Written problem
Reproduce exactly the lines from the line containing "Indicate the red" through the end of the records below, including both ends, and nothing else.

(Records excerpted from a collection)
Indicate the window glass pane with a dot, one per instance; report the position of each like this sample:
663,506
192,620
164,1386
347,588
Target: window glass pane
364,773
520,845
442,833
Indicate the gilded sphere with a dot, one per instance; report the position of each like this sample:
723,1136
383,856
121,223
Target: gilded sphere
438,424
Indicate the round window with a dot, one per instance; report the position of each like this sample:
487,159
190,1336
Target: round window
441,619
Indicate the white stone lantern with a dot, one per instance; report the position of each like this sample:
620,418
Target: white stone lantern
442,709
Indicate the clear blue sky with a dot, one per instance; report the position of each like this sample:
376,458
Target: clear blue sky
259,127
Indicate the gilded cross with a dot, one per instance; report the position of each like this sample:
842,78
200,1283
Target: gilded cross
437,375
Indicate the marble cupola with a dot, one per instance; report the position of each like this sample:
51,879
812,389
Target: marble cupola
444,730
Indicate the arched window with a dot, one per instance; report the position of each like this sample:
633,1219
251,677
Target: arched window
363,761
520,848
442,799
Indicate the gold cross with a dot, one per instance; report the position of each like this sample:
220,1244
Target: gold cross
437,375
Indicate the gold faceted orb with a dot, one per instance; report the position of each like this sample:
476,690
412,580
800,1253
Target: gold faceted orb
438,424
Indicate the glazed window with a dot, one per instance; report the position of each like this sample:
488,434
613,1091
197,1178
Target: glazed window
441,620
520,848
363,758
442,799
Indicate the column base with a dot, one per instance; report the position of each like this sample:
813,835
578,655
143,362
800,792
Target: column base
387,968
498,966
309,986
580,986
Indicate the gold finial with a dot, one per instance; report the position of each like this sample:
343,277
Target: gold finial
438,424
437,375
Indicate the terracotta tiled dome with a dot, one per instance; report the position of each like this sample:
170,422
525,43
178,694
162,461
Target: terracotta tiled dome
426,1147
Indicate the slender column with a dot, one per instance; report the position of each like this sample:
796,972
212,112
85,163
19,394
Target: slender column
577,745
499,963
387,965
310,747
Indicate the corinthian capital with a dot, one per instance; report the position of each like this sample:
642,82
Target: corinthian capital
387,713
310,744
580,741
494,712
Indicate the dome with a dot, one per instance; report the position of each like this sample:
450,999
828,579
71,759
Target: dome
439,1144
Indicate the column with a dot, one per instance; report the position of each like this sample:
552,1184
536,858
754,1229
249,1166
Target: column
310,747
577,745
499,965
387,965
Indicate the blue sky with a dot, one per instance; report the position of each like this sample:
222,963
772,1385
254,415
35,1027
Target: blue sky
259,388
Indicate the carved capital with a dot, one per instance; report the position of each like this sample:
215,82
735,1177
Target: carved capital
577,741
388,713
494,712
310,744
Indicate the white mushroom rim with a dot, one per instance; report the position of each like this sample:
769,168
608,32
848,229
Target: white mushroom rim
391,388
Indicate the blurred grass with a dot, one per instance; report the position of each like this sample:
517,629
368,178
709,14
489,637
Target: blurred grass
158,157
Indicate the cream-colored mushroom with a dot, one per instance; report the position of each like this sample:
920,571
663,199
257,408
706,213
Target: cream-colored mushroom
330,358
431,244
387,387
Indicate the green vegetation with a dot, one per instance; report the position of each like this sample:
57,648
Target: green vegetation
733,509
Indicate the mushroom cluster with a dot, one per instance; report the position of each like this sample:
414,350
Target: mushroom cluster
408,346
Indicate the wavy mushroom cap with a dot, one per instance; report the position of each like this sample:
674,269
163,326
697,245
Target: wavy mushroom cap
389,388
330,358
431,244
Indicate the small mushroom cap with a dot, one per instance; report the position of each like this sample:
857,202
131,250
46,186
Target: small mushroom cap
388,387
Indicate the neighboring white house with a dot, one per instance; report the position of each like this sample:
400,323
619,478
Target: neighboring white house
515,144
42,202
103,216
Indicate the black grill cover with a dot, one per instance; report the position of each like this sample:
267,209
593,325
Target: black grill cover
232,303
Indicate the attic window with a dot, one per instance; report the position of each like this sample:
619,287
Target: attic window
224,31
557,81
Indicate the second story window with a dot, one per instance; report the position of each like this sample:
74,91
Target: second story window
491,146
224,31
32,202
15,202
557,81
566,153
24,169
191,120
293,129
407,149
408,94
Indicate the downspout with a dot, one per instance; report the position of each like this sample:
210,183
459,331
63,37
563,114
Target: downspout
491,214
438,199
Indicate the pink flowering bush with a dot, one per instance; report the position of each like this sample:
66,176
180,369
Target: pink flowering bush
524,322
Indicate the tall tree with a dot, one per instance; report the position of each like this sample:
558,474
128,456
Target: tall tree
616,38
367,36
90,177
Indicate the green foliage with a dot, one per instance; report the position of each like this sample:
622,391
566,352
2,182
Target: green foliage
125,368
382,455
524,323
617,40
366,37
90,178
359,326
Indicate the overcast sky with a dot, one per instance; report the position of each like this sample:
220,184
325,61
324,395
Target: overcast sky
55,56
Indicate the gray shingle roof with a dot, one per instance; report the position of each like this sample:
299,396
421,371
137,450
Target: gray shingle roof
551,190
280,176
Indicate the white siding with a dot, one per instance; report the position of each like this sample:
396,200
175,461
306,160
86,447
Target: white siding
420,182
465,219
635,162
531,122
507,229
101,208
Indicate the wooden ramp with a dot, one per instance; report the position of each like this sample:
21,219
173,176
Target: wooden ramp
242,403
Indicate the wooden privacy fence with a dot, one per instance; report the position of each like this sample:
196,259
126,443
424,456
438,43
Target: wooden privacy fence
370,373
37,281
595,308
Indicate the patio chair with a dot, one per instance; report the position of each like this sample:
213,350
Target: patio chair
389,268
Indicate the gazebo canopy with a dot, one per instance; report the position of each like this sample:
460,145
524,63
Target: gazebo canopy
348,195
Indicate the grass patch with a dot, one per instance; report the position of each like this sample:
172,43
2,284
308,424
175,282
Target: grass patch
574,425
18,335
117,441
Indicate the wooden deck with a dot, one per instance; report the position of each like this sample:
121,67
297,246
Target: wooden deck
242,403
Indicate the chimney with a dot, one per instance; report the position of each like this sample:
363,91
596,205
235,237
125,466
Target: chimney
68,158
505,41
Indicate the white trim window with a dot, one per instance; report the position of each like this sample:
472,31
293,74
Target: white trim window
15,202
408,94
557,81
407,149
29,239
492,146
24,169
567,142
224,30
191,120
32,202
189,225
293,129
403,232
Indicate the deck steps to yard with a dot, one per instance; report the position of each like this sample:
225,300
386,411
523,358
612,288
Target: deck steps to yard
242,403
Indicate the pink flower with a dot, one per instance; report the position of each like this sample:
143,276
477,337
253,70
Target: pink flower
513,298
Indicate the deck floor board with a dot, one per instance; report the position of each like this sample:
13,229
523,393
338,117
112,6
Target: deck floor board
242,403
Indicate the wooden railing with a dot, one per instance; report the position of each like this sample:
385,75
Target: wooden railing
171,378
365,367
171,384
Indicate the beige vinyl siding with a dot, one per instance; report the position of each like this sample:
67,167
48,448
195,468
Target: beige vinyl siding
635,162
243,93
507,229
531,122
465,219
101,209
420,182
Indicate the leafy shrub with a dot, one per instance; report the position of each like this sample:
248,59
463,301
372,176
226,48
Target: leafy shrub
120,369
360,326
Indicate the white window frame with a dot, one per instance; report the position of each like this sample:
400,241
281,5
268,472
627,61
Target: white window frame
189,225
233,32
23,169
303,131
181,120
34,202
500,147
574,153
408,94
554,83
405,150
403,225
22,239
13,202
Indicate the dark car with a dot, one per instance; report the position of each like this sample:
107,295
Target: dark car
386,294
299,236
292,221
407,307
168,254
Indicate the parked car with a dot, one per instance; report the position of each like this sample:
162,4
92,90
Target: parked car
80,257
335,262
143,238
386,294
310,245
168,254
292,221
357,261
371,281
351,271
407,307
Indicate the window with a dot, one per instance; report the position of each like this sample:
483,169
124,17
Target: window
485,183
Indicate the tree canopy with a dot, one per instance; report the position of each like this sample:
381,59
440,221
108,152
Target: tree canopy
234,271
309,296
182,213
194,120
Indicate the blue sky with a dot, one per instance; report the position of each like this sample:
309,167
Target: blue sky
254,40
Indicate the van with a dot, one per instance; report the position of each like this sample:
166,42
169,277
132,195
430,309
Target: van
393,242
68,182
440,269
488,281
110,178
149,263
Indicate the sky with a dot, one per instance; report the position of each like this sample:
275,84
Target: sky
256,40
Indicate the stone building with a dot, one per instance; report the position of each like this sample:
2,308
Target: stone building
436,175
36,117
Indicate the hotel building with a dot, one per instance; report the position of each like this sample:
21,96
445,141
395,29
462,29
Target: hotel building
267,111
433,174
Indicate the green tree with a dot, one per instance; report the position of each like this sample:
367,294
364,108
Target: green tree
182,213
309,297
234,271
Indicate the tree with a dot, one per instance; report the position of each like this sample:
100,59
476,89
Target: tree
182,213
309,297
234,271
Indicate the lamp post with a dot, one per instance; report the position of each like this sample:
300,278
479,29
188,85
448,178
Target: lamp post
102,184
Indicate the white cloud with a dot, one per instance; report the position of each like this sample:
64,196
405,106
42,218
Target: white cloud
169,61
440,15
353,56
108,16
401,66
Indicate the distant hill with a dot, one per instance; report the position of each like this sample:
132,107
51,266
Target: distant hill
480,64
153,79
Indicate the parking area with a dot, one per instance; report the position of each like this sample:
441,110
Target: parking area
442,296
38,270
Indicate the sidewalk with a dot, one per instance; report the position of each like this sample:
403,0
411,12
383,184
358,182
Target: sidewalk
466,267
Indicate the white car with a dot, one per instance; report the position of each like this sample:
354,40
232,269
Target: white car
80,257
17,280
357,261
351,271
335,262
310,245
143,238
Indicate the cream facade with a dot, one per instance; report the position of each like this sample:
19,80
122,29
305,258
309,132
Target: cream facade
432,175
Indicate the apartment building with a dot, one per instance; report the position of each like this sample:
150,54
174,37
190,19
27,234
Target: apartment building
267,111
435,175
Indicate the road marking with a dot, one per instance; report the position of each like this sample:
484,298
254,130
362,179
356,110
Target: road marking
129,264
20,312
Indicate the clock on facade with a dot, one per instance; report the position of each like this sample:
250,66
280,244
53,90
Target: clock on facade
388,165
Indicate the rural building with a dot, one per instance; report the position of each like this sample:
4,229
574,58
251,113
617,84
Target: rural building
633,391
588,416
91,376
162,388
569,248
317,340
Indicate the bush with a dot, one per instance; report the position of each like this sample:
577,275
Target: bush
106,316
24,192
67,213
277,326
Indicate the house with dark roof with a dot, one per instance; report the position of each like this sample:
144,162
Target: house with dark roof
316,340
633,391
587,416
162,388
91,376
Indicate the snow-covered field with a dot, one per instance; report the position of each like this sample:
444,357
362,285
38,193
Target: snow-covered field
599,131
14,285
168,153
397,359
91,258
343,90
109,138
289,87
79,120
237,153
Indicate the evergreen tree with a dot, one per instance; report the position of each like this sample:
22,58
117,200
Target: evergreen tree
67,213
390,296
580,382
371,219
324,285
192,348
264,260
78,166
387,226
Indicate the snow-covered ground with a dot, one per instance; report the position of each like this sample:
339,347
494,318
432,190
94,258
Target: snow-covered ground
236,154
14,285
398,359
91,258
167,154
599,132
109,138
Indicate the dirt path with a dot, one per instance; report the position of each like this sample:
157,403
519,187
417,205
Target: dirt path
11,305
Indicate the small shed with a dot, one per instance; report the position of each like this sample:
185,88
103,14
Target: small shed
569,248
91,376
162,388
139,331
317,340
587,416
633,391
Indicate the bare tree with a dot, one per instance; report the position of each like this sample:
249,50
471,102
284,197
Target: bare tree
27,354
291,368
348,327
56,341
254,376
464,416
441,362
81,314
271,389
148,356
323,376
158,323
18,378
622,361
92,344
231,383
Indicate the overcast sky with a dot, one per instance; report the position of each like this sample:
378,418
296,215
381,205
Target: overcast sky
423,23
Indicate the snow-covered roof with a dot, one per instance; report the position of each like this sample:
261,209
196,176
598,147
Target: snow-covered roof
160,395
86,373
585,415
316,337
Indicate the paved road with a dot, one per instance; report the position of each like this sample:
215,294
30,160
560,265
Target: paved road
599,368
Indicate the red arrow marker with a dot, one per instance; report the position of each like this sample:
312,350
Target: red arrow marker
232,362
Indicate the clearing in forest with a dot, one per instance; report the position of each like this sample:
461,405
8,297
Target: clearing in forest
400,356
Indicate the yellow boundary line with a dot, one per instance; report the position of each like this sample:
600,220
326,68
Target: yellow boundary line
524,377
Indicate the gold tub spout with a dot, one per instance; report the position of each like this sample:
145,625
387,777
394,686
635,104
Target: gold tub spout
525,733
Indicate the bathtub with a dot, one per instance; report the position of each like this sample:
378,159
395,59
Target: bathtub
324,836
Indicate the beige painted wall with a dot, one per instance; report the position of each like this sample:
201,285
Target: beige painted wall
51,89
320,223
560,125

Exercise result
Indicate the red arrow marker with a dot, one per instance; report the position of each like this sample:
312,350
Target: red arrow marker
232,362
Indicate the clearing in forest with a dot, one per instance; report the position of each like this sample:
461,405
8,297
Target: clearing in forest
400,356
Indicate the yellow boundary line with a dot, one per instance; report the position of each like this sample:
600,220
326,68
Target: yellow boundary line
524,377
Indicate the gold tub spout with a dot, one per instance; report the position of each like this sample:
145,625
387,777
394,686
635,104
Target: gold tub spout
525,733
Indicate the bathtub with a dot, one per instance; report the position of each like this sample:
378,159
395,59
Target: bathtub
324,836
Indicate the beige painted wall with a dot, one per instance; report the position of each like this sample:
201,285
Target: beige painted wall
51,89
320,223
560,125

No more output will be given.